▸ **Short task**:
Render as a Markdown table with the columns Number and Line the part of the records below that opens with the line containing "Can you find the skillet rim?" and closes with the line containing "Can you find the moored", both included. Number each row, omit blank lines, and leave the pictures out of the table.

▸ **Supplied data**:
— START —

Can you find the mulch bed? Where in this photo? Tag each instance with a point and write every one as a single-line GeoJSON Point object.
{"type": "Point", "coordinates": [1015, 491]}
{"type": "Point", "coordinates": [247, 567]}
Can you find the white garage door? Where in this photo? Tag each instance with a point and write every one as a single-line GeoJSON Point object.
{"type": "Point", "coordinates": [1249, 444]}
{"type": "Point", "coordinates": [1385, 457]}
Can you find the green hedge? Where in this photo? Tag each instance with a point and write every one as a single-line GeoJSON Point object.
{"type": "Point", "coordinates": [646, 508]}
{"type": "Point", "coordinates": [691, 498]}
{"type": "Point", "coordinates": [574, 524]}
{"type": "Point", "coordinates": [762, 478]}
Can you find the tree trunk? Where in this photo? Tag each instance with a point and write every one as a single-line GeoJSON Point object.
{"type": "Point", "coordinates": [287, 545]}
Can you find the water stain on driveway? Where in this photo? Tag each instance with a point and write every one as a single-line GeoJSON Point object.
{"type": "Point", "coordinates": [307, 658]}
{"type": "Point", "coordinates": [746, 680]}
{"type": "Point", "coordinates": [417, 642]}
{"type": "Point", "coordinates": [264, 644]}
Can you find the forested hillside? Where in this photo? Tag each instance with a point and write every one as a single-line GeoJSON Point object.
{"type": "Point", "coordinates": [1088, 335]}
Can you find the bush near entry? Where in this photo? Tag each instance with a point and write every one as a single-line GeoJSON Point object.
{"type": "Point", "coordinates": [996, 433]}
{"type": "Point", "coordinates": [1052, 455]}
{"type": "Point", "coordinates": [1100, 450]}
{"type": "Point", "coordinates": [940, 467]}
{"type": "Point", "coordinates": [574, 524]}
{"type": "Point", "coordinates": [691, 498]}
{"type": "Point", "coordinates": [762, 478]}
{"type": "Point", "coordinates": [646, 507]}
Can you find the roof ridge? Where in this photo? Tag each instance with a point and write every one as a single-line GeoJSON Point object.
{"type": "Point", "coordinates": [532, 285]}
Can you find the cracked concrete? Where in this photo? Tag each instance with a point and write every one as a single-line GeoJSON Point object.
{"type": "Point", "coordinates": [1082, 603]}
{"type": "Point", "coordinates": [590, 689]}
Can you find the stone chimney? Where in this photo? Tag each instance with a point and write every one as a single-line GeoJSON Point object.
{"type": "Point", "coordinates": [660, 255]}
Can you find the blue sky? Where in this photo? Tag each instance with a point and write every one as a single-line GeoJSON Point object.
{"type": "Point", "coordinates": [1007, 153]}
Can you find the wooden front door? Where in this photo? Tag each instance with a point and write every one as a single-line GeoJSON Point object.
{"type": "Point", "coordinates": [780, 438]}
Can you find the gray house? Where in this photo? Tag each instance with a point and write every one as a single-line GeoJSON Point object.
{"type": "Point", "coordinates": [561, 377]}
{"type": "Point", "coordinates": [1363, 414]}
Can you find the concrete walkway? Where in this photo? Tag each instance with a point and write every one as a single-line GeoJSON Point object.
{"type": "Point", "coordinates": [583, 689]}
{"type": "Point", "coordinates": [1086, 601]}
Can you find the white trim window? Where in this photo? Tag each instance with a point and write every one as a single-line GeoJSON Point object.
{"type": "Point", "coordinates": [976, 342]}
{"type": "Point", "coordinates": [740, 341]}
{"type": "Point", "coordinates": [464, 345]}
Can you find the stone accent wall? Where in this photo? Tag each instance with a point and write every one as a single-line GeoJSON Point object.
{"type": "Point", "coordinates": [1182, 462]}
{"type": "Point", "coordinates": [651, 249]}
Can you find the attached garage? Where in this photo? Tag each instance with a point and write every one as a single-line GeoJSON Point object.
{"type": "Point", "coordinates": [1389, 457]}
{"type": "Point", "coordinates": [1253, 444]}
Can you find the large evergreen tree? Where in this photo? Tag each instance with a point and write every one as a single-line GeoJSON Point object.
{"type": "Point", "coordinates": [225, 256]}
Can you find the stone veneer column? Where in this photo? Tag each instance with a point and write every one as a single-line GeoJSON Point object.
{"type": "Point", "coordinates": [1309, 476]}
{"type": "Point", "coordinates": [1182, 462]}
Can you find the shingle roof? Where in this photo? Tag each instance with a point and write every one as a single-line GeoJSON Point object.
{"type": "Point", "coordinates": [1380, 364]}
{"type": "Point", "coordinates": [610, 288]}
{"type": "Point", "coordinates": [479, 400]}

— END —
— START —

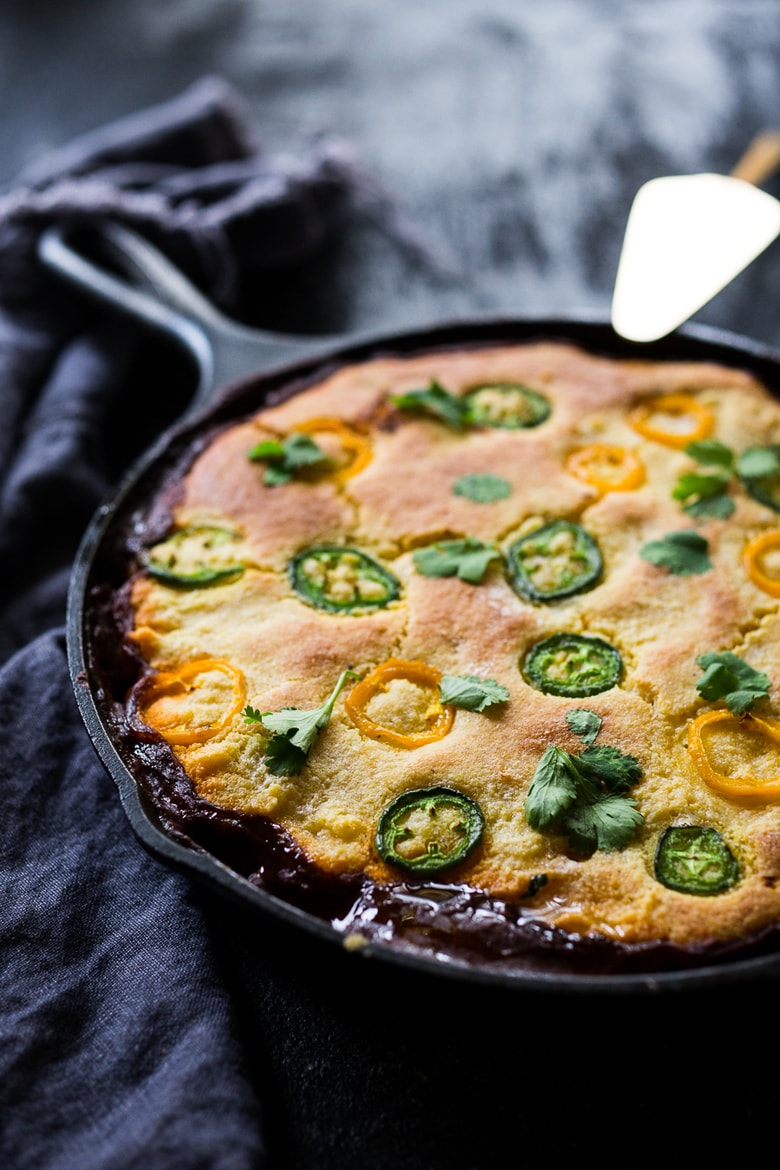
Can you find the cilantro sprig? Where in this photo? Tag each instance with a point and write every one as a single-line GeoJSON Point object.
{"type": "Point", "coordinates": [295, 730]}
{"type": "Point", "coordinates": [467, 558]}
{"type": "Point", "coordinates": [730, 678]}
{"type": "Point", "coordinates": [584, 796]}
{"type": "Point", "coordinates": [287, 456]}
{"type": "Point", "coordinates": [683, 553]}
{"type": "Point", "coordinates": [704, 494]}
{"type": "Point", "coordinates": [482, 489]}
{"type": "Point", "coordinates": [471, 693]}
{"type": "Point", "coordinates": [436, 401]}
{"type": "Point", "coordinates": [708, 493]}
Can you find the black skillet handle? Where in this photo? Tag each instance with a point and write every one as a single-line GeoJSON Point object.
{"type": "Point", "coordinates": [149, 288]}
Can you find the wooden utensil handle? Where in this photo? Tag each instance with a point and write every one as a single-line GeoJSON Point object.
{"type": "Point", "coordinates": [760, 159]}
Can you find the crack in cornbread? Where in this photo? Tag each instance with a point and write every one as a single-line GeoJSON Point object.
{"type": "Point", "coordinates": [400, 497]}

— END —
— START —

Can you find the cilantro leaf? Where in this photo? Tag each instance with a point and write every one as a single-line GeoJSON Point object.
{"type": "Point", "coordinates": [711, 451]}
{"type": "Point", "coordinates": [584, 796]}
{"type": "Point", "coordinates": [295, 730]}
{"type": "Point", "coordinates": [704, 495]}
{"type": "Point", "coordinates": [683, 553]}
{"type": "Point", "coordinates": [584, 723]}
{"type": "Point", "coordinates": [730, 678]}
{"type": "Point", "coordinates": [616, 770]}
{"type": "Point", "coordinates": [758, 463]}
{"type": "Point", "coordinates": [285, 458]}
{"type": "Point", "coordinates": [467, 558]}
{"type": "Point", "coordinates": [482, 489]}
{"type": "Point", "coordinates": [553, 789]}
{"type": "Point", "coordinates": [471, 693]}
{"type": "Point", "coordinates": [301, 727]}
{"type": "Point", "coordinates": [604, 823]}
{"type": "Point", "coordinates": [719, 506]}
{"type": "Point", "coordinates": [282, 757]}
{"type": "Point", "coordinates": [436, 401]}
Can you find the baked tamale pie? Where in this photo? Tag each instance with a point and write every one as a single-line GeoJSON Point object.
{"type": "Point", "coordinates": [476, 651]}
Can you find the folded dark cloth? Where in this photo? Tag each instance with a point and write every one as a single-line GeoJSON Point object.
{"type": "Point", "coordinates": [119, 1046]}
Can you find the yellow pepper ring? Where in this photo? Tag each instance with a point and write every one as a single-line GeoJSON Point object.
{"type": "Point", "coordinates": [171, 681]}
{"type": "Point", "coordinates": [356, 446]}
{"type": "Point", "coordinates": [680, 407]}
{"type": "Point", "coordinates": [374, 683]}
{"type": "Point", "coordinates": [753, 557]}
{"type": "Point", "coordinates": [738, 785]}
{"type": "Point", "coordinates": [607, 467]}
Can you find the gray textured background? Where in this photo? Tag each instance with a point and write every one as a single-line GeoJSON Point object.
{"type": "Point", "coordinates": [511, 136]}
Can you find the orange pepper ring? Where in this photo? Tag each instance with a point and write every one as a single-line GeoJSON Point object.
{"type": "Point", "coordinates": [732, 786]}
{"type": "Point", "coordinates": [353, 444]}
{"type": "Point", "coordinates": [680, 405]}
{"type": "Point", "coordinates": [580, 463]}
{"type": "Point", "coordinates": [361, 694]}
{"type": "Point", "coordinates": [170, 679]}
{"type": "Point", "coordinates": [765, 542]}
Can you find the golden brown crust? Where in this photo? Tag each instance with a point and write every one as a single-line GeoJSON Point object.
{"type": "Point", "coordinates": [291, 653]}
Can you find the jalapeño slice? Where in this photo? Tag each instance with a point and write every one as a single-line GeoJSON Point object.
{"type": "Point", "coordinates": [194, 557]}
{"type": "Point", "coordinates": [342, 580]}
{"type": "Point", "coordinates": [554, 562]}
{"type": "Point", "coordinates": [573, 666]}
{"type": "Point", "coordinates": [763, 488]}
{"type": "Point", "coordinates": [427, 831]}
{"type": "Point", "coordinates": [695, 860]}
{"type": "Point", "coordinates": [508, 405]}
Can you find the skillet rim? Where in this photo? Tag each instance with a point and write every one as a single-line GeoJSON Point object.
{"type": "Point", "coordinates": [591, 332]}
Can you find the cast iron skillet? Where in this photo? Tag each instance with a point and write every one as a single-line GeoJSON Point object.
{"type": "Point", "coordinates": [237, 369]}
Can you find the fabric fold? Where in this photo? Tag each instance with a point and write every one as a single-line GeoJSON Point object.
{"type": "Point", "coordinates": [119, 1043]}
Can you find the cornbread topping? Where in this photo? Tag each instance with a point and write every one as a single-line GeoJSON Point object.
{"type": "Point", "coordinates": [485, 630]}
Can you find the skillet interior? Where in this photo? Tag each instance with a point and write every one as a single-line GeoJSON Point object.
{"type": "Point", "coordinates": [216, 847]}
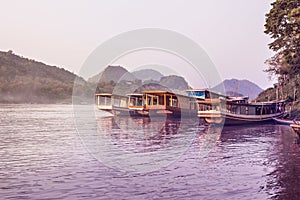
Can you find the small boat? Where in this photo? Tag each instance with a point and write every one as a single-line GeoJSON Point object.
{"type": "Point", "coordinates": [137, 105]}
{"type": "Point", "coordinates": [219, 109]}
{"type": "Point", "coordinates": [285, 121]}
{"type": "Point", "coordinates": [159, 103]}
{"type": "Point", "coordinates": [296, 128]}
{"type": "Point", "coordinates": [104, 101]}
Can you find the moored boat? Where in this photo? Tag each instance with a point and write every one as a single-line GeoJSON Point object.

— END —

▸ **Solution**:
| Number | Line |
|---|---|
| 1 | Can you find the skillet rim? Where in this photo? Tag each instance with a point and write every one as a single-line GeoJSON Point object. |
| 2 | {"type": "Point", "coordinates": [591, 332]} |
| 3 | Can you find the cast iron skillet? Where in this photo? Tag each instance with a point and write every one as a single-line GeoJSON Point object. |
| 4 | {"type": "Point", "coordinates": [237, 369]} |
| 5 | Can you find the fabric fold? Where in this photo? Tag each instance with a point and write every one as a single-line GeoJSON Point object. |
| 6 | {"type": "Point", "coordinates": [119, 1043]} |
| 7 | Can you find the cornbread topping? Where in this photo? Tag each instance with a point and write every one as a single-line GeoJSON Point object. |
| 8 | {"type": "Point", "coordinates": [485, 630]} |
| 9 | Can you find the skillet interior? Where in this photo? Tag each instance with a point and write every one as a single-line GeoJSON Point object. |
| 10 | {"type": "Point", "coordinates": [216, 847]} |
| 11 | Can you find the small boat? Where in this photo? Tag each instance with a point and write every one as a single-line GeoJSON Point object. |
| 12 | {"type": "Point", "coordinates": [137, 105]} |
| 13 | {"type": "Point", "coordinates": [219, 109]} |
| 14 | {"type": "Point", "coordinates": [285, 121]} |
| 15 | {"type": "Point", "coordinates": [159, 103]} |
| 16 | {"type": "Point", "coordinates": [296, 128]} |
| 17 | {"type": "Point", "coordinates": [104, 101]} |
| 18 | Can you find the moored boat? Where in this photo? Tag each instance with a point and write every one as a single-line GeoJSON Point object. |